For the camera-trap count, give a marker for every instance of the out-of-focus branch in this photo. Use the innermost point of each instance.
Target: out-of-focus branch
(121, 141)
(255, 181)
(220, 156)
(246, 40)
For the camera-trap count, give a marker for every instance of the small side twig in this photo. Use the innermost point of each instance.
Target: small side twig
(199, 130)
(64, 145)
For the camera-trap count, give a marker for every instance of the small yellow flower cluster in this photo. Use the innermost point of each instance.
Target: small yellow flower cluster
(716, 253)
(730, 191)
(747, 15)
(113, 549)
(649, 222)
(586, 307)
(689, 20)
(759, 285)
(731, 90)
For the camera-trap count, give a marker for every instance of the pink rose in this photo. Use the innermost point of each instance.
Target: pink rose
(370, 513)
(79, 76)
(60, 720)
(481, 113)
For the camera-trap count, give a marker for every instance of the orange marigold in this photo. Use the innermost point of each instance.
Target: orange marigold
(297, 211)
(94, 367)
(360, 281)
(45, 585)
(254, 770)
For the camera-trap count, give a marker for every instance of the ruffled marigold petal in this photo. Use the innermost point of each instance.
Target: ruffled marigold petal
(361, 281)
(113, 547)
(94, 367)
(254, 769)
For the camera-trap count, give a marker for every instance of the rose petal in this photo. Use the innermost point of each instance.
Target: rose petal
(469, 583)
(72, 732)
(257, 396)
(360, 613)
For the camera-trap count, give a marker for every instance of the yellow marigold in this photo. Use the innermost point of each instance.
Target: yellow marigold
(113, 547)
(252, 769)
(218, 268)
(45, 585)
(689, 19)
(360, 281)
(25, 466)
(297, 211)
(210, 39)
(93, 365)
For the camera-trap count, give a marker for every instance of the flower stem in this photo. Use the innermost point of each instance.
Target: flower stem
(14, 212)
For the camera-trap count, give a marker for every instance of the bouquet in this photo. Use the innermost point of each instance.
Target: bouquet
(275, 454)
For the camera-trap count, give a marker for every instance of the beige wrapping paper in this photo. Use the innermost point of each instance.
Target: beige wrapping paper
☆ ☆ ☆ ☆
» Directions for this task:
Take the listing above and write it out again exactly.

» Finished answer:
For the camera-trap count, give a marker for every instance of the out-of-focus branch in this photo. Use the innermost point of each instance.
Target: out-of-focus branch
(121, 141)
(255, 181)
(220, 156)
(246, 40)
For the camera-trap count, give a marker for every instance of the small side twig in this photo. Use the innermost point of each instance.
Target: small side twig
(199, 130)
(64, 145)
For the camera-trap count, give a marker for every instance of the small yellow flower cluster in this photo. Use the innermost point of each instance.
Target: small yellow flower cluster
(716, 253)
(730, 191)
(747, 15)
(113, 549)
(649, 222)
(586, 307)
(689, 20)
(759, 285)
(731, 90)
For the camera-trap count, give a marker for every instance of the pink rose in this photo. Use the innermost point of each instance.
Target: pink rose
(370, 513)
(79, 76)
(60, 720)
(481, 113)
For the camera-trap count, give a marker for every instance of the orange marigold in this photo. Use the innermost point of each instance.
Target: orange marigold
(297, 211)
(94, 367)
(360, 281)
(45, 585)
(254, 770)
For the camera-trap count, give a marker for every instance of the ruffled marigold petal in this photo. Use the innermost point of each instance.
Target: ruffled marigold petal
(361, 281)
(113, 547)
(94, 367)
(254, 769)
For the camera-trap count, give a marker for every instance of the rose petal in this photo. Use the innermost point of each instance.
Target: rose petal
(469, 583)
(72, 732)
(257, 396)
(360, 613)
For the camera-trap count, give a marker for every instance of the yellow marigold in this photo. Use the innermost point of each instance.
Target: yellow marigold
(113, 547)
(252, 769)
(218, 268)
(45, 585)
(689, 19)
(360, 281)
(25, 466)
(297, 211)
(210, 39)
(93, 365)
For the camera-trap count, give a marker for every instance of the flower stem in this photo. Use the innermost point of each instance.
Target: flower stem
(14, 212)
For the camera-trap count, give a marker for every instance of the bouquet in this photo. Use the innermost point of each instance.
Target: bouquet
(275, 454)
For the camera-trap count, give a marker for every instance of the beige wrapping paper in this photo. Use the innermost point of each instance.
Target: beige wrapping paper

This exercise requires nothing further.